Your goal
Each line of the records containing "grateful" is to be copied out and returned.

[Natural-language object grounding data]
○ ○ ○ ○

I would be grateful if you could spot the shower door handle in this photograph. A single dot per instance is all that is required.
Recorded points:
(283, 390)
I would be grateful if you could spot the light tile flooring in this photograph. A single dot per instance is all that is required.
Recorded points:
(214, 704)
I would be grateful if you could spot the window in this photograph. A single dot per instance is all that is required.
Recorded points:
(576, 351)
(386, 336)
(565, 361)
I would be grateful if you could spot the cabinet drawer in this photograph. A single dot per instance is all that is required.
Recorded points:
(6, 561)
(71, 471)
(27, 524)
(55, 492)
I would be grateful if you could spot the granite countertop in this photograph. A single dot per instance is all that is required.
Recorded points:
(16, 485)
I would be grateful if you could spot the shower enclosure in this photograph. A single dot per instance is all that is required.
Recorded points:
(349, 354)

○ ○ ○ ○

Answer section
I would be grateful if you could spot the shower door handle in this photograph. A single dot per instance is all that is required.
I would be grateful if you could spot the light tile flooring in this photograph. A single dot per instance is all that is required.
I would be grateful if you could spot the window in this photograph. A single dot per instance is all that is required.
I would be grateful if you could spot the cabinet drawer in this photograph. A single dot per instance is all that is required.
I would be grateful if you could spot the granite countertop in this photograph. A single dot per instance is all that is required.
I would be grateful if you could spot the shower enclosure in this photograph. A single dot per instance is all that is required.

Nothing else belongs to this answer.